WORK TASK: Write out, unaltered, each line from the top of the records below down to the line where "# output shape: one" appears, that line included.

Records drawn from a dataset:
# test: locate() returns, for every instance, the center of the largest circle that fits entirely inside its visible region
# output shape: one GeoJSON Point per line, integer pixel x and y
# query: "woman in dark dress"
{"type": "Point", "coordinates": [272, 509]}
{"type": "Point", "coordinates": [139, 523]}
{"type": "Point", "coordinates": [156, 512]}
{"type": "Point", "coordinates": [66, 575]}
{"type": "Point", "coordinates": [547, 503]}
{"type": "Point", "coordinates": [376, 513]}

ANSWER BOX:
# test: locate() returns, for every instance, the center of the largest circle that fits entirely inside its visible region
# output shape: one GeoJSON Point per line, integer pixel x and y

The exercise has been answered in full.